** What to work on **
In the entries that follow, the lines from the one with "Query: bridge tower" through the one with "on the white" are the ones to write out, exactly and with both ends included. Nothing else should appear.

[Stored data entries]
# # # # #

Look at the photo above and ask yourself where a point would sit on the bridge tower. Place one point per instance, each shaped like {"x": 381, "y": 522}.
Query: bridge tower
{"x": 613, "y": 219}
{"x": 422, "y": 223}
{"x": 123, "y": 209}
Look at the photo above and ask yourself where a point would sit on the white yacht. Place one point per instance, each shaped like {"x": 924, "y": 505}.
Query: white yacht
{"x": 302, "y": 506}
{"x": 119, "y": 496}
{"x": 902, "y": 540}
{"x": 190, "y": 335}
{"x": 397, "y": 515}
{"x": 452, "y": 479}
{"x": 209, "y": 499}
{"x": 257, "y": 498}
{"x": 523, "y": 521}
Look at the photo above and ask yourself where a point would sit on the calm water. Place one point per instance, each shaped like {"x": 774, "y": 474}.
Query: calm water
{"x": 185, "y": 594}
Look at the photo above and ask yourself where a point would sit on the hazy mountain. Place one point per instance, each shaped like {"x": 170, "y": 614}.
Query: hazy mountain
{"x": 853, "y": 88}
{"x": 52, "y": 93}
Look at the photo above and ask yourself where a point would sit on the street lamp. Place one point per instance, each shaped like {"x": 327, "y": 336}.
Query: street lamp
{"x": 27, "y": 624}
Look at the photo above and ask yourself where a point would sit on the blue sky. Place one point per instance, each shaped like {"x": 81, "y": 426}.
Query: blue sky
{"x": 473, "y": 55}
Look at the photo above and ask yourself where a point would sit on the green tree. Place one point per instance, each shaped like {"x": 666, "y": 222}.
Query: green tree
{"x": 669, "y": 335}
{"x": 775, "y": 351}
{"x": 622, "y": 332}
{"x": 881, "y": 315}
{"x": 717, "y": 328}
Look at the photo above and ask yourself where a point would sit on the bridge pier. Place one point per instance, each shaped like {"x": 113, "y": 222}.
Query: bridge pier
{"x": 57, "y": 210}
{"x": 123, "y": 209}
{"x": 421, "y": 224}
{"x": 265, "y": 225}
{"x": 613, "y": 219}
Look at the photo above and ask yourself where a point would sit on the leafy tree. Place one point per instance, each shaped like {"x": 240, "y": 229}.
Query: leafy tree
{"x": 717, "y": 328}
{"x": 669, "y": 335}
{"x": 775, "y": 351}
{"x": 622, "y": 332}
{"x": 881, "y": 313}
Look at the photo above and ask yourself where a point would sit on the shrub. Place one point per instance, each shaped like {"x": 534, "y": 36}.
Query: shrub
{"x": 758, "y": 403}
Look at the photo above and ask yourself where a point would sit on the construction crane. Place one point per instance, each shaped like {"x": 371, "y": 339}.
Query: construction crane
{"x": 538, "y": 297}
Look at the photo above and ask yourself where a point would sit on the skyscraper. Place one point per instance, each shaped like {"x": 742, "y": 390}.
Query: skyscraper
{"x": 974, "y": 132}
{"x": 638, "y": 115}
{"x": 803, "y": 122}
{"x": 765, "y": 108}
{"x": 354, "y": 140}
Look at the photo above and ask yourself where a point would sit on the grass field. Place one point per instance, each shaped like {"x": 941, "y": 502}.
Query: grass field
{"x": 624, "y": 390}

# # # # #

** The completed task **
Query: bridge tower
{"x": 613, "y": 219}
{"x": 422, "y": 223}
{"x": 123, "y": 209}
Look at the photo above and ask yourself where a point would sit on the white yacht. Place one point per instance, each shaped like {"x": 924, "y": 505}.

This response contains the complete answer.